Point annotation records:
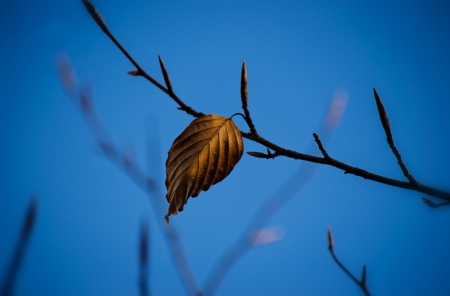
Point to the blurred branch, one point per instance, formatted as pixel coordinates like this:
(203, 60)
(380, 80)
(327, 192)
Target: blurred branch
(254, 136)
(83, 99)
(361, 283)
(12, 272)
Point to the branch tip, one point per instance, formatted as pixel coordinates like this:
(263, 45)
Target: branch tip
(383, 114)
(165, 74)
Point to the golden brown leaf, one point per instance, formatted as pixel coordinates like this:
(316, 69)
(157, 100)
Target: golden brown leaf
(203, 155)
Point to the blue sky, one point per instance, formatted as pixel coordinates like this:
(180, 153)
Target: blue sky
(298, 53)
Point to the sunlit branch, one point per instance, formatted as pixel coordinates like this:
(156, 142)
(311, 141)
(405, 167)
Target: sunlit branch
(83, 99)
(7, 288)
(361, 283)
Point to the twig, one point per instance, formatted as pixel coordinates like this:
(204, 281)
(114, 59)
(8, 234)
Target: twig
(99, 20)
(80, 97)
(7, 288)
(268, 208)
(253, 136)
(387, 129)
(361, 283)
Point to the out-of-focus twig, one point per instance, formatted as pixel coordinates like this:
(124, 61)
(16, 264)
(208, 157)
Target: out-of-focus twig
(7, 288)
(83, 99)
(361, 283)
(144, 253)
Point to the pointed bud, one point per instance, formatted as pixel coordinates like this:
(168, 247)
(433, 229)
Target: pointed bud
(330, 239)
(244, 89)
(429, 203)
(30, 217)
(165, 74)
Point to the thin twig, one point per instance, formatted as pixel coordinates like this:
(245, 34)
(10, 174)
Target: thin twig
(99, 20)
(387, 129)
(7, 288)
(268, 208)
(319, 144)
(361, 283)
(244, 99)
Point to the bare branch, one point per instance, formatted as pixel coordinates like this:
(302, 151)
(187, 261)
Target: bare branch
(361, 283)
(265, 212)
(269, 154)
(387, 129)
(143, 260)
(139, 71)
(434, 205)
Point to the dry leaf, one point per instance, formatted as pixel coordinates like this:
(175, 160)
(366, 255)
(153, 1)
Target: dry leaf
(203, 155)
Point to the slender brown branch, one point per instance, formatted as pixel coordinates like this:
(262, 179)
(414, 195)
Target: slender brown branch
(387, 129)
(7, 288)
(361, 283)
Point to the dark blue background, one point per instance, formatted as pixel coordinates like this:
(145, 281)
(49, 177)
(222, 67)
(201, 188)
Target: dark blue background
(298, 54)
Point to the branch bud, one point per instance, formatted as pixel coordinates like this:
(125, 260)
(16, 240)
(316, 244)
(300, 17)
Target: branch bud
(330, 239)
(134, 73)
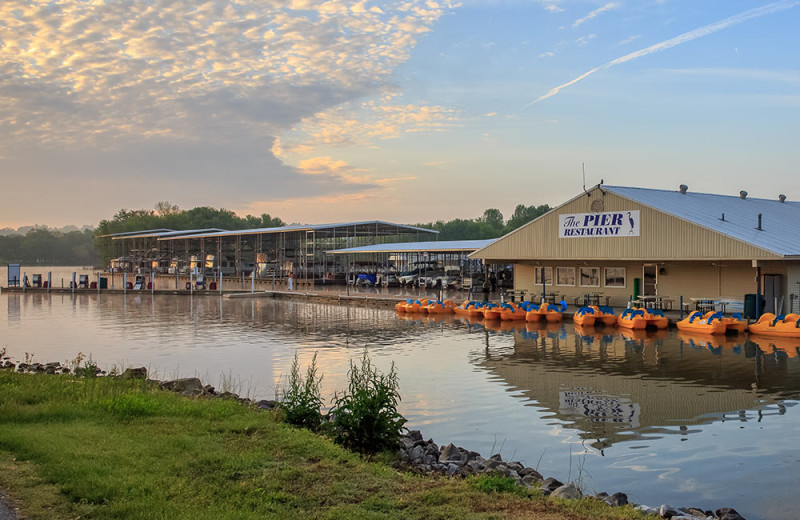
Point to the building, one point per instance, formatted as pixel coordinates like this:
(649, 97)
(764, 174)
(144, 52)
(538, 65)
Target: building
(613, 244)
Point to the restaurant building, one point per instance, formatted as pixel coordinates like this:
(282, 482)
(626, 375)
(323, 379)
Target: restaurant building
(614, 244)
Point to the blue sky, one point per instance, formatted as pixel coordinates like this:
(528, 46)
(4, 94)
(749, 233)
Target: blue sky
(407, 111)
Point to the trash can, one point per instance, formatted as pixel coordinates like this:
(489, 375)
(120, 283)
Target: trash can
(750, 306)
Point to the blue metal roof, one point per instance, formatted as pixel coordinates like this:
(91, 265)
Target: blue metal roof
(780, 221)
(445, 246)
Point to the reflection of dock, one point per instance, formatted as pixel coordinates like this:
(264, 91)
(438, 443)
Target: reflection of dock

What you should do:
Reproduce the records, all of them, word for word; omit the pictures.

Exercise answer:
Point to the blurred branch, one point per instance, formatted as pixel coordinates like this:
(203, 60)
(380, 80)
(327, 192)
Target: blurred branch
(254, 136)
(83, 99)
(361, 283)
(12, 272)
Point to the branch tip, one point per instance, formatted as pixel coordinates like this:
(263, 45)
Target: branch tip
(383, 114)
(165, 74)
Point to the golden brown leaf, one point per instance, formatted as pixel coordinates like this:
(316, 69)
(157, 100)
Target: golden brown leaf
(203, 155)
Point to the blue sky, one point per instance, formatted as pixel coordinates like this:
(180, 153)
Target: blue sky
(298, 53)
Point to the sunlit branch, one point per instance, formatted as pixel coordinates like this:
(156, 142)
(311, 141)
(405, 167)
Target: sunlit branch
(83, 99)
(7, 288)
(361, 283)
Point to the twig, one point per instance, formatted as pixel coordinates like this:
(204, 281)
(114, 59)
(8, 234)
Target: twig
(99, 20)
(80, 97)
(7, 288)
(268, 208)
(253, 136)
(387, 129)
(361, 283)
Point to the out-of-focus twig, one point per instance, formatted as pixel coordinates like this:
(124, 61)
(16, 264)
(208, 157)
Target: out-of-focus twig
(7, 288)
(83, 99)
(361, 283)
(144, 253)
Point to the pointed bud, one point per instance, formatted as pixel coordinates like this:
(168, 247)
(433, 229)
Target: pointed bud
(330, 239)
(244, 89)
(429, 203)
(30, 217)
(165, 74)
Point to the thin twig, one point per instance, formatted as pixel coordinates like this:
(245, 34)
(10, 174)
Target: thin twig
(99, 20)
(387, 129)
(7, 288)
(268, 208)
(319, 144)
(361, 283)
(244, 99)
Point to the bare branch, one point per instance, formatted as pixel coordinates like this:
(302, 151)
(187, 261)
Target: bare branch
(361, 283)
(265, 212)
(269, 154)
(387, 129)
(143, 260)
(139, 71)
(434, 205)
Point to the dry leaf, one point per instance, formatted as pixel coordinates like this:
(175, 160)
(366, 255)
(153, 1)
Target: dry leaf
(203, 155)
Point to the slender brown branch, one point per instance, formatted as pixel coordinates like this:
(262, 179)
(414, 195)
Target: slender brown branch
(387, 129)
(7, 288)
(361, 283)
Point to the dark blue background, one point per instance, formatted as pixel coordinates like this:
(145, 281)
(49, 177)
(222, 67)
(201, 188)
Target: dark blue background
(298, 54)
Point to the branch bud, one point per instance, formatted as pixel coordinates like this:
(125, 260)
(16, 240)
(316, 244)
(300, 17)
Target: branch bud
(330, 239)
(134, 73)
Point to the building, one point per instance, formatted as pixel coordinates like this:
(649, 97)
(764, 174)
(144, 52)
(538, 65)
Target: building
(613, 244)
Point to the restaurant building, one point per instance, formatted as pixel coordinates like this:
(282, 482)
(626, 375)
(323, 379)
Target: restaurant building
(614, 244)
Point to the blue sky, one point per instance, formatted as pixel coordinates like this:
(528, 46)
(4, 94)
(749, 233)
Target: blue sky
(407, 111)
Point to the trash can, one point per instance, formatted as pixel coordinates like this:
(489, 375)
(120, 283)
Target: trash can
(750, 306)
Point to the blue metal roof, one point per instance, formatted as pixel coordinates like this:
(91, 265)
Target: blue metal roof
(780, 221)
(445, 246)
Point to the reflection of dock, one point per instance, formatted as pixel coordinates like this:
(264, 91)
(438, 443)
Target: reflection of dock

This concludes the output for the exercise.